- INSTRUCTION:
Copy out the entries below word for word, from the line with "each snow-covered slope" to the line with "[210,0,396,245]", both of those lines included.
◇ ◇ ◇ ◇
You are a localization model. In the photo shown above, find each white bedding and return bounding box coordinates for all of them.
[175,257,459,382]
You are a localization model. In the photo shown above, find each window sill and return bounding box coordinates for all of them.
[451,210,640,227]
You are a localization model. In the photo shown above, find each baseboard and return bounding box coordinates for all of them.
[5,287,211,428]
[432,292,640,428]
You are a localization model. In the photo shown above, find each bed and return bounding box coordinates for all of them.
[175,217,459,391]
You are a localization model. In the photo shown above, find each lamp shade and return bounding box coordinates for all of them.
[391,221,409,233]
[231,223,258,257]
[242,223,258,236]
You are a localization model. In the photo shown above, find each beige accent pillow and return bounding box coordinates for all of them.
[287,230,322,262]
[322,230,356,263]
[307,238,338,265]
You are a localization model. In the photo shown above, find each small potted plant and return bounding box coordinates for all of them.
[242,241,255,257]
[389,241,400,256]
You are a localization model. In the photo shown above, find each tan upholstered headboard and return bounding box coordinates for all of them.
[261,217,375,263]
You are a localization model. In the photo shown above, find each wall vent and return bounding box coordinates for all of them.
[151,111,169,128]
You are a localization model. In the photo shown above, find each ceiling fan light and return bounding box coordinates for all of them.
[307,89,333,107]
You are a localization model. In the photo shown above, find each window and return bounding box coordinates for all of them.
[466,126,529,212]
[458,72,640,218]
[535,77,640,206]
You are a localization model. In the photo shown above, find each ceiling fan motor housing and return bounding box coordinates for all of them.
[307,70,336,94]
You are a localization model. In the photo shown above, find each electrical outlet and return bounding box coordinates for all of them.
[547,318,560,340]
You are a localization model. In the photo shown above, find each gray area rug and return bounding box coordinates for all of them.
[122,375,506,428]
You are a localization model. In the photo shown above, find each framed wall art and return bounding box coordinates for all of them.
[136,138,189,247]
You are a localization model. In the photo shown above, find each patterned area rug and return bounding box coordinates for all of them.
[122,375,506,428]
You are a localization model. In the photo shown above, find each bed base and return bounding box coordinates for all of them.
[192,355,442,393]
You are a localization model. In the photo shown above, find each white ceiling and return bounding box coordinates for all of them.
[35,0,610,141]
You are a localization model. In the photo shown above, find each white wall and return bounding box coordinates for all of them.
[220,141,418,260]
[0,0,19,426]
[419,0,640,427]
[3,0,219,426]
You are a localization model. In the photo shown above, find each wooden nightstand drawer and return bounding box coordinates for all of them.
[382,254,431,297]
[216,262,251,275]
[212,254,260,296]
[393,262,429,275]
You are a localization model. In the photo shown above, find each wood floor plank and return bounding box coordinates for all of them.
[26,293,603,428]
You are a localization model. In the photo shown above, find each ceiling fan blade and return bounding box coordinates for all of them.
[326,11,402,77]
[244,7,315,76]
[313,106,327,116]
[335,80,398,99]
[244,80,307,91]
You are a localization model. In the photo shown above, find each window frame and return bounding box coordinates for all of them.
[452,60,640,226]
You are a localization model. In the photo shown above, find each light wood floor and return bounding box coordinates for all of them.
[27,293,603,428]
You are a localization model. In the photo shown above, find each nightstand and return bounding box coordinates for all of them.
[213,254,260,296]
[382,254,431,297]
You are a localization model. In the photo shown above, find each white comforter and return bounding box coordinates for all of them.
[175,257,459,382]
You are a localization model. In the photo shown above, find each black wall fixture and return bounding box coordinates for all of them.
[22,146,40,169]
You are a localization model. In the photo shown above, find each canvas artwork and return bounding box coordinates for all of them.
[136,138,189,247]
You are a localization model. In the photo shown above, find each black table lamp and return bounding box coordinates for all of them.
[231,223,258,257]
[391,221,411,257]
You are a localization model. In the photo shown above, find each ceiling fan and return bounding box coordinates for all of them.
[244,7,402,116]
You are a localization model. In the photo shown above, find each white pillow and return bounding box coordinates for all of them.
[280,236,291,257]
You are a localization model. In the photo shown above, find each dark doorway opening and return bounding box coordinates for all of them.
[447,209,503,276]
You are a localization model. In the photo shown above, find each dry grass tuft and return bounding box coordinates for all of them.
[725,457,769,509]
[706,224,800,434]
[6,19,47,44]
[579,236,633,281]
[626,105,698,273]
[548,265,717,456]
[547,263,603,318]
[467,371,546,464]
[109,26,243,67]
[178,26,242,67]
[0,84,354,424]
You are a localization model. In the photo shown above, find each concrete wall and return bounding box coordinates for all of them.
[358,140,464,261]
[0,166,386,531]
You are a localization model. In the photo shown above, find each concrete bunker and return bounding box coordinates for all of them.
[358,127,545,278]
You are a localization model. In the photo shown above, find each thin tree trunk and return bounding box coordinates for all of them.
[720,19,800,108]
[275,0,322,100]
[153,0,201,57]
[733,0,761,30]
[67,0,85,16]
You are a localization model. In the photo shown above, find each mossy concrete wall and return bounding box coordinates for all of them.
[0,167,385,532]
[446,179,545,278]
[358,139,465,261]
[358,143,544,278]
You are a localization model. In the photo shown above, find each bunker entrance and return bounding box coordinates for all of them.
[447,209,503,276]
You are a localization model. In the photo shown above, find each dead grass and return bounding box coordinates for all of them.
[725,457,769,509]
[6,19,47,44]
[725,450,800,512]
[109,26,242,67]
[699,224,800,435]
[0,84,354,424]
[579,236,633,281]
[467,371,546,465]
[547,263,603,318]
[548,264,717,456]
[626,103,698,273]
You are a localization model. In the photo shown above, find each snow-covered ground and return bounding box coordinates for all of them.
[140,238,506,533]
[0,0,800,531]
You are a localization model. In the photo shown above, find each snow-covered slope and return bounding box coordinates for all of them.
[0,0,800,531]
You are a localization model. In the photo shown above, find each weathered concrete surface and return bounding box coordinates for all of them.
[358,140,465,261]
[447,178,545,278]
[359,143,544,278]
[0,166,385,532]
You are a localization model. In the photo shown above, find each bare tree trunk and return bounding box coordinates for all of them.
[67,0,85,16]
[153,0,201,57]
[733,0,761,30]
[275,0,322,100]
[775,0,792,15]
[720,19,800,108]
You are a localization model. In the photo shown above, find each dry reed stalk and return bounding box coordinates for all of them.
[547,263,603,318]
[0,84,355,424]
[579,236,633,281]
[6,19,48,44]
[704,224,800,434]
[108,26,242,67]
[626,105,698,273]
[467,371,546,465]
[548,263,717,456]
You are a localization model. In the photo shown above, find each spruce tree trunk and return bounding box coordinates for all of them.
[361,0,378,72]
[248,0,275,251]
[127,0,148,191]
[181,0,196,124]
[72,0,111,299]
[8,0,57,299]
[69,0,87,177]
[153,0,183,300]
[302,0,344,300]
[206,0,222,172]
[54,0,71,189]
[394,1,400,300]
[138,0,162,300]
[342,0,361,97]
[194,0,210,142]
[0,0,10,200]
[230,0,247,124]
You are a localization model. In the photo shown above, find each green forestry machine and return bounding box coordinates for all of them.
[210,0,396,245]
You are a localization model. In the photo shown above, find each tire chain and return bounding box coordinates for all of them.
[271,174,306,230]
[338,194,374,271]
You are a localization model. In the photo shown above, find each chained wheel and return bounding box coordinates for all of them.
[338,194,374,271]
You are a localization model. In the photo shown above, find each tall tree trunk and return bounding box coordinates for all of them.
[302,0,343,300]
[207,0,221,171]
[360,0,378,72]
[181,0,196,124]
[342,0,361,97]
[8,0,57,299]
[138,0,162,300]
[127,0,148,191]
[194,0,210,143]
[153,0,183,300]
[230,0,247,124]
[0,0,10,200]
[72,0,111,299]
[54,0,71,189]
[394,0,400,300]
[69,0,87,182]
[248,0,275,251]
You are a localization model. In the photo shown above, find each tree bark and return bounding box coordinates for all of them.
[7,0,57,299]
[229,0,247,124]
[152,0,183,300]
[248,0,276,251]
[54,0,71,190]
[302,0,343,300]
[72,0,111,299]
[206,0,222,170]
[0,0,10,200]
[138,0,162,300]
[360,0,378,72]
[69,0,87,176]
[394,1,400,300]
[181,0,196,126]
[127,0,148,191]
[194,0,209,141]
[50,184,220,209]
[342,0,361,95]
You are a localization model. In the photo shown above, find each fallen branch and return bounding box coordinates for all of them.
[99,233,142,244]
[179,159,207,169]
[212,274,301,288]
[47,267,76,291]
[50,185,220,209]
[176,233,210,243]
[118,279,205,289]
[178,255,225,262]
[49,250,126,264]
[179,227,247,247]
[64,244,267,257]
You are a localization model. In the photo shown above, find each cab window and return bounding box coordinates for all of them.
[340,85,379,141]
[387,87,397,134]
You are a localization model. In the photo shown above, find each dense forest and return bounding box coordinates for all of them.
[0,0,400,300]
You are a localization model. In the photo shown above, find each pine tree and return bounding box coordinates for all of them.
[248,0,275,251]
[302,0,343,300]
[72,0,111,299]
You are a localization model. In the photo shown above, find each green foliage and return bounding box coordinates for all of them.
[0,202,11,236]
◇ ◇ ◇ ◇
- EXPECTED ANSWER:
You are a localization model. In the photo shown above, find each snow-covered slope and return bounding box coordinates for all of them.
[0,0,800,531]
You are a localization model. In the photo shown above, find each weathered concrete surface and return bounding box coordinates for all of them.
[358,140,465,261]
[447,178,545,278]
[359,143,544,278]
[0,166,385,532]
You are a localization model. In the photo shown above, find each bare tree trunk and return bounding box coordinates for all of them.
[67,0,85,16]
[153,0,201,57]
[733,0,761,30]
[275,0,322,100]
[775,0,792,15]
[720,19,800,108]
You are a localization model. In the photo shown above, find each dry reed stalk and return bounding box coordinates for all of them.
[547,263,603,318]
[0,84,355,424]
[579,236,633,281]
[6,19,48,44]
[704,224,800,434]
[108,26,242,67]
[626,105,698,273]
[467,371,546,465]
[548,263,717,456]
You are a localization model. In the photo shown above, find each spruce tree trunk and return bounding box coordinates for all of them.
[361,0,378,72]
[248,0,275,251]
[127,0,148,191]
[181,0,196,124]
[72,0,111,299]
[8,0,57,299]
[69,0,87,177]
[153,0,183,300]
[302,0,344,300]
[206,0,222,172]
[54,0,71,189]
[394,1,400,300]
[138,0,162,300]
[342,0,361,97]
[194,0,210,142]
[0,0,10,200]
[230,0,247,124]
You are a localization model. In the photo shown above, find each green forestry machine and return bounding box coordinates for all of them.
[210,0,396,245]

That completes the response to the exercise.